* _Work to be completed_
Reproduce only the lines that run from the line with "Keypoint rule: one marker on every instance of the nostril" to the last line of the material, both ends included, exactly as they appear.

* _Information supplied_

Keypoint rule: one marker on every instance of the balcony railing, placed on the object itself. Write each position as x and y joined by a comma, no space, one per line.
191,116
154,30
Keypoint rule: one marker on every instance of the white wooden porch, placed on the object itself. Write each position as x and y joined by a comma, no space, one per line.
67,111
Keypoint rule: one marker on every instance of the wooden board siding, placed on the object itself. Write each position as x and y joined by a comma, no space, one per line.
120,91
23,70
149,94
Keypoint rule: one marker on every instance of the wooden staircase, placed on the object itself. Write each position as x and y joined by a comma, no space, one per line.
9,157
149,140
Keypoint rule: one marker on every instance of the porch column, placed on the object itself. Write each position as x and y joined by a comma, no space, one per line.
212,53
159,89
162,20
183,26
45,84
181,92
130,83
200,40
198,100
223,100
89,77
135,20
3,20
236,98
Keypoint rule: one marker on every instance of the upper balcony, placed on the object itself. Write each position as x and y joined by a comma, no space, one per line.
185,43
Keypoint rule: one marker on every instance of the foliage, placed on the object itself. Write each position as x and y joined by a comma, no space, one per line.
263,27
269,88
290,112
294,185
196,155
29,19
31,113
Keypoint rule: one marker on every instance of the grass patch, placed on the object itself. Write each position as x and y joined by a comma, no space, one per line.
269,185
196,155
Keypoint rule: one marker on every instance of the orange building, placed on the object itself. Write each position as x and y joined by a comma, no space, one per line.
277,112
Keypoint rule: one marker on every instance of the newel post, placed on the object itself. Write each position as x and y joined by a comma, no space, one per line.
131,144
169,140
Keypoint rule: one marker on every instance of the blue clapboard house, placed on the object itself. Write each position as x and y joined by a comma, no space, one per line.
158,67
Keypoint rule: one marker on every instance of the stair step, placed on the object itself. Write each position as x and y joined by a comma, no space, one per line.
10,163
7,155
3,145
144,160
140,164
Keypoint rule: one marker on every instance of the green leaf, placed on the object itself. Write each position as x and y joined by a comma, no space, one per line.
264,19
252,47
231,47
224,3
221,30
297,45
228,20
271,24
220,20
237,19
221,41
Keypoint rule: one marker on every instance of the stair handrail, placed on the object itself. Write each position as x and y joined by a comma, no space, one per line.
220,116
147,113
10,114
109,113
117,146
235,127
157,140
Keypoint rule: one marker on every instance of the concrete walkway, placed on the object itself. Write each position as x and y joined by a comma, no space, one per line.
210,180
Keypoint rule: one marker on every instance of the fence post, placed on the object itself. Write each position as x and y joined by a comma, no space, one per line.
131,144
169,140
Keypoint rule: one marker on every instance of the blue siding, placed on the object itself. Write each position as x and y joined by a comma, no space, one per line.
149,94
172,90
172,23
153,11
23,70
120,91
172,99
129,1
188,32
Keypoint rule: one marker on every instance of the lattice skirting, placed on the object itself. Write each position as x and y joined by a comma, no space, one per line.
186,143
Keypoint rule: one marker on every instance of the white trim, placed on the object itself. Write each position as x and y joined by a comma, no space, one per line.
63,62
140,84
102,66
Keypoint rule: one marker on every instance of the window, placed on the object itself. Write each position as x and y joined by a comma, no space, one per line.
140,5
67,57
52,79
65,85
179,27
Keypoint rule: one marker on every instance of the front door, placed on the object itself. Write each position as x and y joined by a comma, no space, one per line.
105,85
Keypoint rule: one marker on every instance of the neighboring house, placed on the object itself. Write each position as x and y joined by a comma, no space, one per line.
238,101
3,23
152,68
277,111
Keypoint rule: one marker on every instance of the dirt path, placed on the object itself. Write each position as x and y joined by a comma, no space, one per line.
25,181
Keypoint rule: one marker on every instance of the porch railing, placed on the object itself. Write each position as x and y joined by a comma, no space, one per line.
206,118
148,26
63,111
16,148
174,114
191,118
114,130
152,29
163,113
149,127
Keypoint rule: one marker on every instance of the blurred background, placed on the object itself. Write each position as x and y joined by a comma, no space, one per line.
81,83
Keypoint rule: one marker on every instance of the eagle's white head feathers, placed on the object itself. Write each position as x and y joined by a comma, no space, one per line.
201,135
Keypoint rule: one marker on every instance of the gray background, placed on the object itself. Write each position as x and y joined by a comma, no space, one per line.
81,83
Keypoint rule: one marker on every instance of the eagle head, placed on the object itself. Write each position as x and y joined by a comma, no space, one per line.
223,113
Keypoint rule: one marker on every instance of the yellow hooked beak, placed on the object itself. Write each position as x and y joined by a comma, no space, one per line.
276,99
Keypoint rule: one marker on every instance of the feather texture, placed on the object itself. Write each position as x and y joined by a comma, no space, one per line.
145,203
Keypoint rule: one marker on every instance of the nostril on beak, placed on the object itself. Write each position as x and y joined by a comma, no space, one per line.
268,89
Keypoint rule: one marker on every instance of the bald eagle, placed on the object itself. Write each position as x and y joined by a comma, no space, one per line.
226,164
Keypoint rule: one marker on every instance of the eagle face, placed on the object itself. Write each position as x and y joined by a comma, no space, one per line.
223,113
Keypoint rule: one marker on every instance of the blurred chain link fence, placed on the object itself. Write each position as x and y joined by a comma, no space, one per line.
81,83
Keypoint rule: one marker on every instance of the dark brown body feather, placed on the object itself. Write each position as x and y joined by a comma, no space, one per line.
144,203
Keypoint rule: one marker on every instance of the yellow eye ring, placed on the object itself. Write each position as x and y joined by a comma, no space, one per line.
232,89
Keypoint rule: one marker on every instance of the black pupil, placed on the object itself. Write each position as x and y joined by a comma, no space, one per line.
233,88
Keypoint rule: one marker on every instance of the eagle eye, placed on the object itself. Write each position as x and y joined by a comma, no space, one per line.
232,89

* _Expected output_
Keypoint rule: one marker on every instance of the nostril on beak, placed on the object itself. Write each position as x and y joined by a comma, no space, one per line.
268,89
Keypoint rule: one marker on every instance of the bald eagle, placed on the object itself. Write each position as x and y joined by a comma, no space, one per line.
226,164
Keypoint rule: one marker on every instance of the eagle face, placed on the object itself. Write each position as x and y joined by a comma, no space, one per line.
223,113
Keypoint rule: one marker on every instance of the blurred chain link fence, placed on the object itself. Write each position as x and y joined by a comma, no space, one per line.
81,83
Keypoint rule: one marker on every instance of the dark brown body feather, placed on the object itself. Write each position as x and y joined by a comma, no space, one per line.
144,203
Keypoint rule: one marker on every instance of the yellow eye ring, placed on the object itself. Write each position as x and y joined by a comma, no space, one per line.
232,89
Keypoint rule: one marker on every instance of the black pupil, placed on the object itself. Write each position as x and y joined by a comma, no space, one per line.
233,88
Keypoint rule: one marker on every instance of the eagle eye, placed on the object itself. Write each position as x and y joined by a comma, no space, one per line.
232,89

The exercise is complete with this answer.